■ Records shown ■
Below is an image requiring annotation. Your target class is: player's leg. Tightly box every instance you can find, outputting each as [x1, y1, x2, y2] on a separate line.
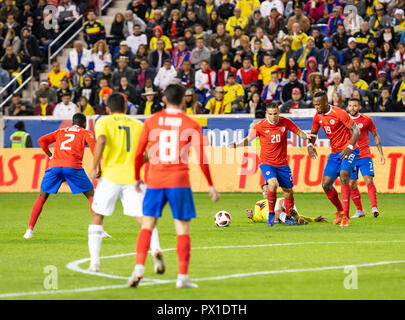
[83, 190, 111, 238]
[350, 178, 365, 218]
[24, 167, 64, 238]
[129, 188, 165, 287]
[364, 175, 379, 217]
[277, 165, 296, 222]
[260, 164, 279, 226]
[88, 177, 120, 272]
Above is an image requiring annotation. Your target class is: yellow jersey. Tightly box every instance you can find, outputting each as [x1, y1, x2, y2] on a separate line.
[291, 33, 308, 51]
[236, 0, 261, 19]
[205, 98, 231, 114]
[149, 36, 172, 50]
[225, 16, 248, 35]
[224, 83, 245, 106]
[95, 113, 143, 185]
[258, 65, 278, 86]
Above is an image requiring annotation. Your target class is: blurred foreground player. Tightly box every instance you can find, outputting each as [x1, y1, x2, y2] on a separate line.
[346, 98, 385, 218]
[229, 103, 311, 226]
[129, 84, 220, 289]
[308, 93, 360, 227]
[88, 93, 164, 274]
[23, 113, 110, 239]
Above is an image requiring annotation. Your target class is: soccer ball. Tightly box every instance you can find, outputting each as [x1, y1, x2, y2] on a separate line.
[214, 211, 232, 227]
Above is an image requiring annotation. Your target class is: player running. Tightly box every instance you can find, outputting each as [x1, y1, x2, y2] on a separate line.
[128, 84, 220, 289]
[88, 93, 164, 274]
[229, 102, 311, 226]
[246, 183, 328, 224]
[23, 113, 111, 239]
[308, 92, 360, 227]
[346, 98, 385, 218]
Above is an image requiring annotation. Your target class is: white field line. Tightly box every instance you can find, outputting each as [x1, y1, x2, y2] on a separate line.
[1, 240, 405, 299]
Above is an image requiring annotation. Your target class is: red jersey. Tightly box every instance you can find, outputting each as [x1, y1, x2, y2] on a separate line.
[351, 114, 377, 159]
[134, 108, 213, 188]
[248, 116, 299, 167]
[312, 106, 358, 153]
[38, 125, 95, 169]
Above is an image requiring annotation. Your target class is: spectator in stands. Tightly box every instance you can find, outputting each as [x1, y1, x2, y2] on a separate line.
[153, 59, 177, 91]
[207, 9, 223, 34]
[304, 0, 324, 24]
[0, 0, 19, 24]
[346, 69, 368, 97]
[164, 0, 182, 22]
[237, 56, 259, 89]
[72, 64, 86, 89]
[95, 87, 112, 114]
[20, 27, 42, 79]
[56, 0, 79, 35]
[145, 9, 165, 38]
[369, 4, 391, 37]
[375, 87, 394, 112]
[301, 56, 319, 85]
[56, 78, 73, 103]
[149, 25, 172, 51]
[267, 7, 287, 42]
[352, 88, 372, 112]
[344, 5, 363, 34]
[134, 58, 155, 90]
[287, 6, 310, 34]
[53, 92, 77, 116]
[112, 56, 135, 88]
[190, 38, 210, 70]
[9, 94, 33, 116]
[281, 87, 309, 113]
[48, 61, 70, 88]
[118, 75, 137, 104]
[368, 70, 392, 105]
[3, 14, 21, 39]
[246, 91, 265, 117]
[236, 0, 260, 19]
[323, 55, 342, 85]
[340, 37, 361, 67]
[183, 88, 201, 114]
[171, 39, 191, 71]
[209, 23, 232, 51]
[67, 40, 93, 75]
[224, 72, 245, 110]
[108, 13, 125, 47]
[327, 6, 345, 35]
[83, 9, 106, 49]
[137, 88, 163, 115]
[182, 0, 207, 23]
[394, 87, 405, 111]
[195, 59, 216, 104]
[204, 86, 231, 114]
[97, 67, 113, 87]
[0, 45, 21, 86]
[164, 9, 184, 41]
[332, 23, 349, 51]
[352, 21, 376, 51]
[2, 28, 20, 54]
[175, 59, 194, 88]
[311, 26, 324, 49]
[331, 91, 345, 109]
[183, 28, 195, 50]
[0, 61, 9, 91]
[147, 38, 170, 72]
[251, 26, 272, 52]
[361, 38, 378, 66]
[123, 10, 146, 37]
[35, 79, 57, 104]
[112, 41, 135, 69]
[361, 57, 377, 84]
[281, 70, 305, 103]
[18, 1, 34, 28]
[34, 93, 55, 115]
[245, 10, 268, 36]
[218, 0, 235, 21]
[91, 40, 112, 75]
[74, 75, 97, 105]
[295, 36, 318, 69]
[37, 8, 59, 59]
[76, 96, 95, 115]
[226, 7, 248, 36]
[271, 37, 295, 71]
[132, 44, 149, 70]
[261, 70, 281, 103]
[378, 26, 397, 49]
[306, 72, 326, 102]
[127, 0, 147, 20]
[127, 24, 147, 55]
[211, 42, 233, 72]
[193, 24, 210, 47]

■ What you need to do ■
The whole listing is to be written out exactly; the pictures stay out of the copy.

■ Task response ■
Below is an image requiring annotation. Your target class is: player's leg. Tightly box every instance you can find, outputting each as [x1, y1, x2, y2] on a separate line.
[83, 190, 111, 238]
[350, 178, 365, 218]
[24, 167, 64, 238]
[129, 188, 165, 287]
[364, 175, 379, 217]
[277, 165, 296, 222]
[260, 164, 279, 226]
[88, 177, 120, 272]
Above is an image requiring annotation. Your target class is: yellow jersey. Tightly box every instance you can find, outputting each as [x1, y1, x2, y2] on a separate line.
[291, 33, 308, 51]
[236, 0, 261, 19]
[205, 98, 231, 114]
[149, 36, 172, 50]
[225, 16, 248, 35]
[224, 83, 245, 106]
[95, 113, 143, 185]
[258, 65, 278, 86]
Above is an image requiring annotation. Your target class is: blurred foreground player. Tightly box every instance you can find, outputting each as [x1, y1, x2, y2] on a separate line.
[346, 98, 385, 218]
[229, 103, 311, 226]
[129, 84, 220, 289]
[308, 93, 360, 227]
[88, 93, 164, 274]
[23, 113, 110, 239]
Above is an image requiring annotation. Your target class is: soccer ball. Tightly box every instance you can find, outputting each as [x1, y1, x2, y2] on a separate line.
[214, 211, 232, 227]
Above is an image requiring annotation. Your target class is: player running. Tightly box every instance you can find, outputting each as [x1, y1, x2, y2] on a separate line.
[128, 84, 220, 289]
[88, 93, 164, 274]
[229, 102, 311, 226]
[246, 183, 328, 224]
[23, 113, 111, 239]
[308, 92, 360, 227]
[346, 98, 385, 218]
Above is an image requiring annotation. Your target class is: white field line. Tightly box every instance you can find, outputting each as [x1, y1, x2, y2] on a separate line.
[1, 240, 405, 299]
Above is an image requiring annotation. Your target class is: red jersey. Tightly box every instance you can find, outputting each as [x1, y1, x2, y2] on a separate line.
[351, 114, 377, 159]
[134, 108, 213, 188]
[248, 116, 299, 167]
[312, 106, 358, 153]
[38, 125, 95, 169]
Above is an image requiring annotation. Your target class is: spectator in stands. Tightly box every instance you can find, outputting each as [x1, y1, x2, y2] on a separate line.
[153, 59, 177, 91]
[207, 9, 223, 34]
[304, 0, 324, 24]
[0, 0, 19, 24]
[346, 69, 368, 97]
[164, 0, 182, 22]
[237, 56, 259, 89]
[72, 64, 86, 89]
[95, 87, 112, 114]
[20, 27, 42, 79]
[56, 0, 79, 35]
[145, 9, 165, 38]
[369, 4, 391, 37]
[375, 87, 394, 112]
[301, 56, 319, 85]
[56, 78, 73, 103]
[149, 25, 172, 51]
[267, 7, 287, 42]
[352, 88, 372, 112]
[344, 5, 363, 34]
[134, 58, 155, 90]
[287, 6, 310, 34]
[53, 92, 77, 116]
[112, 56, 135, 88]
[190, 38, 210, 70]
[9, 94, 33, 116]
[281, 87, 309, 113]
[48, 61, 70, 88]
[118, 75, 137, 104]
[368, 70, 392, 105]
[3, 14, 21, 39]
[246, 91, 265, 117]
[236, 0, 260, 19]
[323, 55, 342, 85]
[340, 37, 361, 67]
[183, 88, 201, 114]
[171, 39, 191, 71]
[209, 23, 232, 51]
[67, 40, 93, 75]
[224, 72, 245, 110]
[108, 13, 125, 47]
[327, 6, 345, 35]
[83, 9, 106, 49]
[137, 88, 163, 115]
[182, 0, 207, 23]
[394, 87, 405, 111]
[195, 59, 216, 104]
[204, 86, 231, 114]
[97, 67, 113, 87]
[0, 45, 21, 86]
[164, 9, 184, 41]
[332, 23, 349, 51]
[352, 21, 376, 51]
[2, 28, 20, 54]
[175, 59, 194, 88]
[311, 26, 324, 49]
[331, 91, 345, 109]
[183, 28, 195, 50]
[0, 61, 9, 91]
[147, 38, 170, 72]
[251, 26, 272, 52]
[361, 38, 378, 66]
[123, 10, 146, 37]
[35, 79, 57, 104]
[112, 41, 135, 69]
[361, 57, 377, 84]
[281, 70, 305, 103]
[18, 1, 34, 28]
[34, 93, 55, 115]
[245, 10, 268, 36]
[218, 0, 235, 21]
[91, 40, 112, 75]
[74, 75, 97, 105]
[295, 36, 318, 69]
[37, 8, 59, 59]
[76, 96, 95, 115]
[226, 7, 248, 36]
[271, 37, 295, 71]
[132, 44, 149, 70]
[261, 70, 281, 103]
[378, 26, 397, 49]
[306, 72, 326, 102]
[127, 0, 147, 20]
[127, 24, 147, 55]
[211, 42, 233, 72]
[193, 24, 210, 47]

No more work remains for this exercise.